Exercise: Give every line of the records below as a JSON list of strings, one string per line, with blank lines omitted. Leave the pictures out of the answer.

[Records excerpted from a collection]
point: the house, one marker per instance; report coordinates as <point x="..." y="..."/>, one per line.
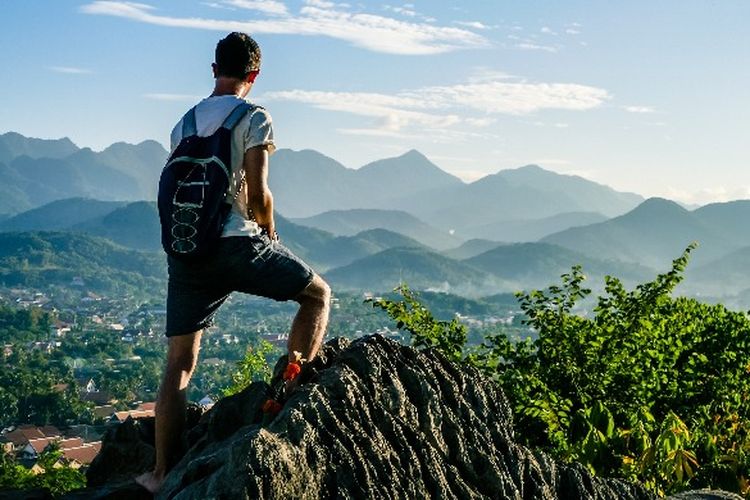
<point x="121" y="416"/>
<point x="206" y="402"/>
<point x="18" y="438"/>
<point x="103" y="411"/>
<point x="98" y="397"/>
<point x="81" y="456"/>
<point x="86" y="384"/>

Output of the exercise:
[
  "point: the house, one marker per instance; report coordinates as <point x=\"...\" y=\"...\"/>, one per line.",
  "<point x=\"121\" y=\"416\"/>",
  "<point x=\"206\" y=\"402\"/>",
  "<point x=\"18\" y=\"438\"/>",
  "<point x=\"103\" y=\"411\"/>",
  "<point x=\"98\" y=\"397\"/>",
  "<point x=\"81\" y=\"456\"/>",
  "<point x=\"86\" y=\"384\"/>"
]